Cibo conservato in pessime condizioni
Condanna per i venditori ambulanti che non conservano gli alimenti in adeguate condizioni igieniche.
Il Tribunale penale di Aosta, con la sentenza n. 345 del 30 giugno 2016, si è pronunciato su di un interessante caso avente ad oggetto la vendita di alimenti da parte dei venditori ambulanti.

Nel caso esaminato dal Tribunale, dei venditori ambulanti erano stati imputati del reato di cui all’art. 5 della legge n. 283 del 1962, in quanto “detenevano per la vendita prodotti alimentari in cattivo stato di conservazione”.

Nel caso di specie, gli ambulanti in questione erano stati accusati di aver detenuto “salumi e formaggi esposti a temperature elevate che ne causavano il deterioramento ed in alcuni casi il compenetramento tra l’etichetta e la crosta esterna”, di aver mantenuto “in scarse condizioni igieniche sia gli alimenti sia i coltelli da taglio, a causa dell’indisponibilità di acqua corrente”, nonché di non aver impedito, “anche a causa della mancanza di un piano di autocontrollo aziendale – che a contatto con gli alimenti entrassero agenti infestanti quali mosche ed altri insetti”.

Il Tribunale, nel pronunciarsi sulla questione, evidenziava come, dai controlli effettuati sul banco di vendita, fosse emerso che una parte dei formaggi venduti dagli ambulanti “si trovava in cattivo stato di conservazione, atteso che essa si presentava con anomala colorazione brunita e con “spanciature” (anomali rigonfiamenti e venature delle croste), dovuta all’eccessiva temperatura alla quale era esposta”.

Inoltre, erano state rilevate “carenze igieniche sia in relazione al mancato lavaggio dei coltelli adoprato per il taglio dei formaggi, sia in relazione alle modalità di presentazione dei prodotti esposti, non protetti da agenti infestanti quali mosche ed altri insetti”.

--

• Cose da fare
a - Secondo il brano sulla sentenza di Aosta, di quali comportamenti erano accusati gli ambulanti nel caso di specie? Elencali tutti.
b - Riprendi il brano sulla sentenza di Aosta e prosegui dopo la sua ultima frase.
I record non servono per svolgere il lavoro.

--

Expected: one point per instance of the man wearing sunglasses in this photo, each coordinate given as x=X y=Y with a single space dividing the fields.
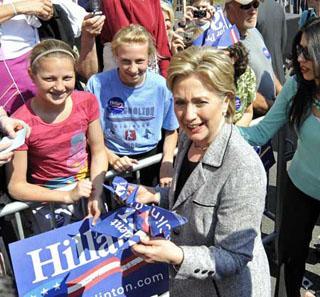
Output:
x=244 y=13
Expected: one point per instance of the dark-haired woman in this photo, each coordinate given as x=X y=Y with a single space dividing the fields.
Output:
x=299 y=104
x=245 y=81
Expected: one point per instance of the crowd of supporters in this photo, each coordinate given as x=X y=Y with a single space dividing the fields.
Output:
x=100 y=85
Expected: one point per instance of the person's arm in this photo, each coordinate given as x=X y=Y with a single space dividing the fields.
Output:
x=261 y=104
x=39 y=8
x=166 y=169
x=98 y=167
x=239 y=215
x=277 y=85
x=246 y=117
x=20 y=189
x=88 y=60
x=161 y=41
x=276 y=117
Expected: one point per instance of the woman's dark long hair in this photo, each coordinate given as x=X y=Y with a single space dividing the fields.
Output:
x=240 y=55
x=307 y=90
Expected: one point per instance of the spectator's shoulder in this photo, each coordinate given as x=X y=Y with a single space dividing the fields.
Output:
x=244 y=155
x=156 y=79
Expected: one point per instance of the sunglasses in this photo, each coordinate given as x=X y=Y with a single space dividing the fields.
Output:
x=303 y=51
x=254 y=4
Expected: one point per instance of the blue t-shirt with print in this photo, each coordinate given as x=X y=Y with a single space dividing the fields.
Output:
x=132 y=117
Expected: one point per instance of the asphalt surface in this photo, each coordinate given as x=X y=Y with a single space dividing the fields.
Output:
x=313 y=263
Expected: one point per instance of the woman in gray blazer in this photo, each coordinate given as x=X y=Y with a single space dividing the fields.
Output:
x=219 y=185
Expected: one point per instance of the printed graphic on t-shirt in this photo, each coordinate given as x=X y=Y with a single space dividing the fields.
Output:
x=77 y=161
x=128 y=125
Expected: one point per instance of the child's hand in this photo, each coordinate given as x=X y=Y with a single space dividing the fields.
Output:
x=94 y=210
x=83 y=189
x=122 y=164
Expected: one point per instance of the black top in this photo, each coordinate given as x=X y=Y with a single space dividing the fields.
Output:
x=186 y=169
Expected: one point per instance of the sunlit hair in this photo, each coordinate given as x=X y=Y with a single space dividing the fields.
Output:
x=51 y=48
x=214 y=68
x=302 y=101
x=133 y=34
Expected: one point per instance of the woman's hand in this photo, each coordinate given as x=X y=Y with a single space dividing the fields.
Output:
x=177 y=43
x=93 y=24
x=83 y=189
x=166 y=173
x=145 y=195
x=94 y=210
x=158 y=250
x=122 y=164
x=5 y=158
x=9 y=126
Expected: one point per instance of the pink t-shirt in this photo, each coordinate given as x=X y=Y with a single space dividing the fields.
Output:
x=58 y=153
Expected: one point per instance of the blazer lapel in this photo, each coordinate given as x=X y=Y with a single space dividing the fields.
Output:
x=213 y=158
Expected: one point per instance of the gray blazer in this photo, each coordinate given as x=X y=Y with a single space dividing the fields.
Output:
x=223 y=200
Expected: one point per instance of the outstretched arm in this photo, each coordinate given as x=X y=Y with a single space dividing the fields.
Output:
x=20 y=189
x=98 y=166
x=166 y=169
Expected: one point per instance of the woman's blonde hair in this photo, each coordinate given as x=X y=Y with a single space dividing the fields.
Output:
x=133 y=34
x=50 y=48
x=213 y=66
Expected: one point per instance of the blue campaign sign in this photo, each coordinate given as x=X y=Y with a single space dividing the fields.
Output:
x=76 y=261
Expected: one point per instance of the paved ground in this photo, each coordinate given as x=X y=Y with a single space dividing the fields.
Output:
x=313 y=263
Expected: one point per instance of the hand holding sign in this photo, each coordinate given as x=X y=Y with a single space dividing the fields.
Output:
x=134 y=220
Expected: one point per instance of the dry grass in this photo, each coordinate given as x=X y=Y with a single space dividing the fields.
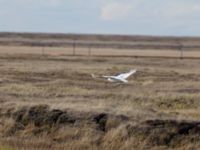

--

• Soluzioni
a -
- Aver tenuto salumi e formaggi esposti a temperature elevate, che li facevano deteriorare e in alcuni casi compenetrare l'etichetta con la crosta esterna.
- Aver mantenuto in scarse condizioni igieniche sia gli alimenti sia i coltelli da taglio, perché mancava l'acqua corrente.
- Non aver impedito, anche per la mancanza di un piano di autocontrollo aziendale, che mosche e altri insetti entrassero a contatto con gli alimenti.

b -
Secondo il Tribunale, quindi, doveva ritenersi integrata la fattispecie di cui all’art. 5 della legge n. 283 del 1962, dal momento che, ai fini della configurabilità del reato, non è necessario “che il cattivo stato di conservazione si riferisca alle caratteristiche intrinseche delle sostanze alimentari, ma è sufficiente che esso riguardi le modalità estrinseche con cui si realizza, le quali devono uniformarsi alle prescrizioni normative, se sussistenti, o a norme di comune esperienza, poiché, attesa la natura di reato di pericolo presunto, non si esige per la sua configurabilità un previo accertamento sulla commestibilità dell’alimento, né il verificarsi di un danno per la salute del consumatore, ben potendo assumere rilievo penale le sole modalità estrinseche di conservazione del prodotto (cfr. sul punto specifico Cass. n. 35234/2007) o lo stoccaggio dei prodotti in locali sporchi o insalubri e quindi igienicamente inidonei alla conservazione (cfr. Cass. n. 9477/2005)”.

Nel caso in esame, osservava il Tribunale, “l’esposizione prolungata per la vendita (per diversi giorni e per molte ore al giorno) di fontina o altri formaggi, anche in forme già tagliate, a temperature eccessive in ragione della stagione estiva e per di più senza adeguata protezione dagli agenti esterni, in tal modo lasciati liberi di posarsi su generi alimentari destinati al consumo umano diretto, anche senza previo trattamento di cottura”, non costituiva “modalità idonea alla conservazione di prodotti alimentari, trattandosi, in base a norme di comune esperienza, di generi soggetti a deterioramento se esposti a temperature estive”.

Alla luce di tali considerazioni, il Tribunale condannava gli imputati per il reato loro ascritto, condannandoli, altresì, al pagamento delle spese processuali.